▶ [REQUEST]: Which lines in the entries below contain the word "white"? Return each one in full.

▶ [GIVEN INFORMATION]:
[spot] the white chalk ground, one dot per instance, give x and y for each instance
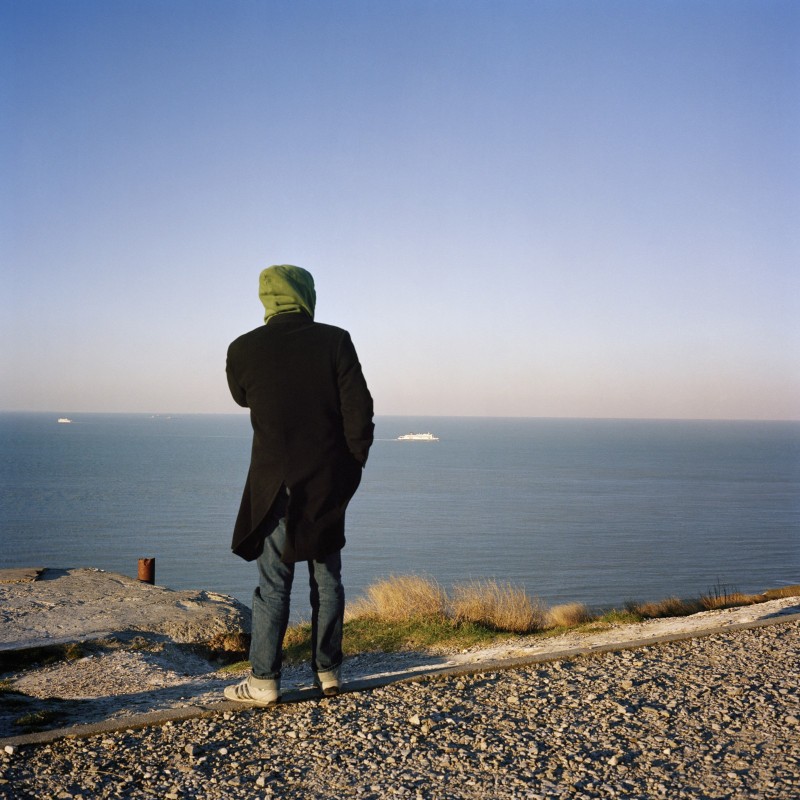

* * *

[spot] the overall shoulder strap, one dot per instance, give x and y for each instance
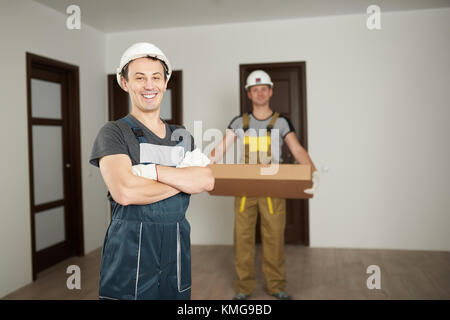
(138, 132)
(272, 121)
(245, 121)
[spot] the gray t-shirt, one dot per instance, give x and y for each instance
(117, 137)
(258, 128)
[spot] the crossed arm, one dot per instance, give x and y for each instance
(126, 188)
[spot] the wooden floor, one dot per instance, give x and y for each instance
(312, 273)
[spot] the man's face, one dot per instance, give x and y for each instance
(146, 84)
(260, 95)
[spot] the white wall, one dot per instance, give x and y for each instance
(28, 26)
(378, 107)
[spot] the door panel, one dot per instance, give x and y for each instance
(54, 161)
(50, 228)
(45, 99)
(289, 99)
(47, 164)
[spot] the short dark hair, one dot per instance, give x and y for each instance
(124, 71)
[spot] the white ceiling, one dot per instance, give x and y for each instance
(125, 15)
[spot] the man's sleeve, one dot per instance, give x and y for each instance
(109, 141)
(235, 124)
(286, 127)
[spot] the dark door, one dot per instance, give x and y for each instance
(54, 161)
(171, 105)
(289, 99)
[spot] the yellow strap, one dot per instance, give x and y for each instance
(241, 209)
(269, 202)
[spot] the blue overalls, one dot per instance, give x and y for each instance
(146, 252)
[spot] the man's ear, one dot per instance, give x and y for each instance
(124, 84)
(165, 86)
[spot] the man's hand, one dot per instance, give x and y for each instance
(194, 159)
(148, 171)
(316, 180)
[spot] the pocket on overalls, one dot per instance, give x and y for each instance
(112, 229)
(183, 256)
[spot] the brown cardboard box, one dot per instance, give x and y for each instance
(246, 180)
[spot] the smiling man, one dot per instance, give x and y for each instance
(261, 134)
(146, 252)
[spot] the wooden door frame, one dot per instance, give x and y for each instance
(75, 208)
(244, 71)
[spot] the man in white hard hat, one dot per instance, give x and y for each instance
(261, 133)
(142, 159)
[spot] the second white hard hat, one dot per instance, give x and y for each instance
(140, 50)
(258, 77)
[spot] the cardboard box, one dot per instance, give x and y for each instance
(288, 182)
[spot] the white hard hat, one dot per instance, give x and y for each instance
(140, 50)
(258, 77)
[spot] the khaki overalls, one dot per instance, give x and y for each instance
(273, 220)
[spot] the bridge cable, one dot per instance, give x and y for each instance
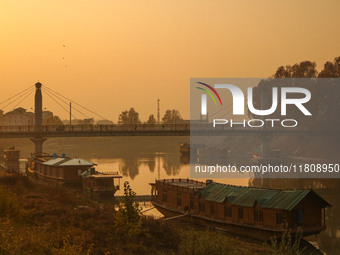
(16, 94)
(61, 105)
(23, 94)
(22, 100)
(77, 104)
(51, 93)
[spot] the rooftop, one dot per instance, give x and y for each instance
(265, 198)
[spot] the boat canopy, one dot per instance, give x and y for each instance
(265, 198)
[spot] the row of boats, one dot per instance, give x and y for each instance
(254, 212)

▶ [RESPONSE BELOW]:
[spot] the white chalk ground, one dot per instance, give x and y for each instance
[spot] the white wall, one dot per instance, give x and y for each instance
[spot] the white ceiling, one dot per instance, give x and y for each instance
[spot] the man in white hard hat, one dot per instance, give x and y for each instance
[spot] the second white hard hat, one dot per instance, give x and y for each instance
[spot] the white hard hat, one dot per instance, give x and y for each instance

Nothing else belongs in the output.